> [Text provided]:
---------------

Where All Went Wrong

Published on June 5, 2022 | Tags: django models datefield

Mistakes were made

So, I basically messed up my own website! (Fortunately, it was just that).

About a month ago from the writing of this post, I created a django app to track how many users were visiting each page. Something very simple for me to get an idea of how many people were looking at my website. This is the version I had when the incident happend:

class VisitPerPage(models.Model):
page = models.CharField(max_length=100)
date = models.DateField(auto_now=True)
view_count = models.BigIntegerField(default=1)
exists = models.BooleanField(default=True)

And then a middleware that basically checked the date, and the page and added 1 to the count of visits or created the model if it did not exist yet. So far, so good.

However, due to canonical trailing slash in django (which is what I prefer), sometimes, some of the pages visited were, for example /til and /til/ which was a problem for obvious reasons plus, given one redirects to the other, it would probably mean that there were some double counting going on.

So my easy approach to solve this was to normalize the path, so that they were all consistent. The idea was to remove the trailing slash if it was there and do nothing otherwise. Simple, clean, worked fine.

And here is were all went wrong.

In order to have all the data normalised in the database, I quickly opened the django shell which loads the django configuration and sets up everything so you can make use of the django querying system through the ORM. And wrote this three lines:

from analytics.middleware import normalize_request_path
data = VisitPerPage.objects.all()

---------------

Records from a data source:
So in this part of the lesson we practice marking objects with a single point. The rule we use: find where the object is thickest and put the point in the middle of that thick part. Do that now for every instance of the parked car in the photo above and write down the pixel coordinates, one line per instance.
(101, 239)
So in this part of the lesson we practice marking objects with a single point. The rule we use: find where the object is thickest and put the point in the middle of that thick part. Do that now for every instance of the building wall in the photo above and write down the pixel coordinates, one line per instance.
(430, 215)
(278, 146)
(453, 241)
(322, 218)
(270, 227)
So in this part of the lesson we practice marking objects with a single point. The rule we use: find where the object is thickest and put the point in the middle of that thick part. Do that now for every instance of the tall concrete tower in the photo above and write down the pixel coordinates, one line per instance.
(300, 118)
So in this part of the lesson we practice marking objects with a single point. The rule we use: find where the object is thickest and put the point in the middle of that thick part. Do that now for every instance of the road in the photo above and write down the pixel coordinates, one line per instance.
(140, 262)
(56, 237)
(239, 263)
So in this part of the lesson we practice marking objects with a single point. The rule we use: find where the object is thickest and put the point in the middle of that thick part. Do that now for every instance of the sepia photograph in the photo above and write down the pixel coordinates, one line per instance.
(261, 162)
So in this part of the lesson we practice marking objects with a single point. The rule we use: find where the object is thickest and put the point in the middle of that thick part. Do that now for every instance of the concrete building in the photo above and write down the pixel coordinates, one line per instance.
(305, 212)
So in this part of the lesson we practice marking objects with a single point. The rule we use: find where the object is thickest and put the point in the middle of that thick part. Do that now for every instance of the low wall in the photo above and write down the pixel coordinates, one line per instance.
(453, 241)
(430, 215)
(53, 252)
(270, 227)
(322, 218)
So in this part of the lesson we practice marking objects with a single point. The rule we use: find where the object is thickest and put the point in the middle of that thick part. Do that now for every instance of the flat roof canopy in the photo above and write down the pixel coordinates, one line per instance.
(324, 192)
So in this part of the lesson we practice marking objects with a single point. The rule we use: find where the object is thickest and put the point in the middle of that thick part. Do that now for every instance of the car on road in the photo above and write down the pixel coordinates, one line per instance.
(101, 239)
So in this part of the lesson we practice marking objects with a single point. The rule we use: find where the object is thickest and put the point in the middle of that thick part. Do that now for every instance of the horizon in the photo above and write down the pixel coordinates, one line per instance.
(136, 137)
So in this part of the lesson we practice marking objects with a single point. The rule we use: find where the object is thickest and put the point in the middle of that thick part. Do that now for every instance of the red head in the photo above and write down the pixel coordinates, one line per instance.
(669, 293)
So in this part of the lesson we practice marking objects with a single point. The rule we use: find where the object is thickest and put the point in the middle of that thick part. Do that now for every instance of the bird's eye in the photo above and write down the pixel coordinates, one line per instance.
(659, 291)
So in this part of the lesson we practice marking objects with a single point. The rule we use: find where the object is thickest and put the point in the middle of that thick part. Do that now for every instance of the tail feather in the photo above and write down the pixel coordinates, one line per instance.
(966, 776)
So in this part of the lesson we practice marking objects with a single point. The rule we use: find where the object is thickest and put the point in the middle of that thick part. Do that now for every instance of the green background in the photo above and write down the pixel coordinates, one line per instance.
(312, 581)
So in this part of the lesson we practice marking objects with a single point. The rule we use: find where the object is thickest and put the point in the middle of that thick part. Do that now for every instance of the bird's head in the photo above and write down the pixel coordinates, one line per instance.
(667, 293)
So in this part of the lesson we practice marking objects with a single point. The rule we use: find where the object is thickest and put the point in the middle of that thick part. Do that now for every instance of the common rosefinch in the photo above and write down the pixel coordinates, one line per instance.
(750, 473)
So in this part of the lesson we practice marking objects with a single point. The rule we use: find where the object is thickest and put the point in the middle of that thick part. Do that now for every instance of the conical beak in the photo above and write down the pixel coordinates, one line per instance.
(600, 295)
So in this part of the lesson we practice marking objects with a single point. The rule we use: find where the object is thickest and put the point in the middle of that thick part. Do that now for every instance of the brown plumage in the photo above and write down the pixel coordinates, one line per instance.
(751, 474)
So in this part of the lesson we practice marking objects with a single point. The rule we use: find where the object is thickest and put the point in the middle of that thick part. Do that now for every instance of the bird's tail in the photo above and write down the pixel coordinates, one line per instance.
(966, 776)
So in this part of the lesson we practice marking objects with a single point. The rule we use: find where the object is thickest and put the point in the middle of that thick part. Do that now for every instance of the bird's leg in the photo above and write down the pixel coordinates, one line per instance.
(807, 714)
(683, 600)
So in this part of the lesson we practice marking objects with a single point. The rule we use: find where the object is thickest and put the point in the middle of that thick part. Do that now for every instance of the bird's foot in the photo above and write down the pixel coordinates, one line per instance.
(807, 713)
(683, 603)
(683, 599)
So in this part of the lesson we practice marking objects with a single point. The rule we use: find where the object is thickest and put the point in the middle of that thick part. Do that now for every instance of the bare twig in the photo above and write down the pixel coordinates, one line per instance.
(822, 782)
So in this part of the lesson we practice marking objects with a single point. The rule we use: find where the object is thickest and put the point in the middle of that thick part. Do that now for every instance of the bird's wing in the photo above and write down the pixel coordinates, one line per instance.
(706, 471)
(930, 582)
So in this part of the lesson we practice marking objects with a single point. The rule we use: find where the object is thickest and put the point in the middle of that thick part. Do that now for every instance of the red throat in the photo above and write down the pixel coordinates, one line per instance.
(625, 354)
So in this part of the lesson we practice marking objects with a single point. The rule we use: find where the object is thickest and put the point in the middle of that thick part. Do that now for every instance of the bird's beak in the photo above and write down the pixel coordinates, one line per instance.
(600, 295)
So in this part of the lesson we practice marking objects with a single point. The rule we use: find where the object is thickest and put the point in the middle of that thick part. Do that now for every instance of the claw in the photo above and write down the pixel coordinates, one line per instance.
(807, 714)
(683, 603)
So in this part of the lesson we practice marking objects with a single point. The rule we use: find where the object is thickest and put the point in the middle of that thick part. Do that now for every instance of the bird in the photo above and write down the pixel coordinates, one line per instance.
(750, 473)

---------------

> [Exercise directions]: Can you extend the blog post about the Django visit-tracking mistake, picking up right after its last line of code?

> [Output for this exercise]:
for row in data:
row.page = normalize_request_path(row.page)

pressed enter and job well done! I felt very smug about my quick normalisation of the analytics. To moments later find out that I screwed up all the two weeks worth of analytics. How? Because of this line:

date = models.DateField(auto_now=True)

This does not what I think it does. This saves the date of when this model is saved. And not when it was created. So, now, I had a bunch of rows in my database with all the same day, may 29th.

Fortunately, it was not that many data, and scraping all that data was not that big of a deal so I decided to scrape it all up, scrap the database entirely and take this time to make some refactoring on the models and whatnot. If only I used the correct kwarg for it to do what I wanted it to do (but honestly I never thought I would modify this data myself).

date = models.DateField(auto_now_add=True)


I guess now I will not forget which is the appropriate argument for the DateField any more or, at least, I will think twice before committing.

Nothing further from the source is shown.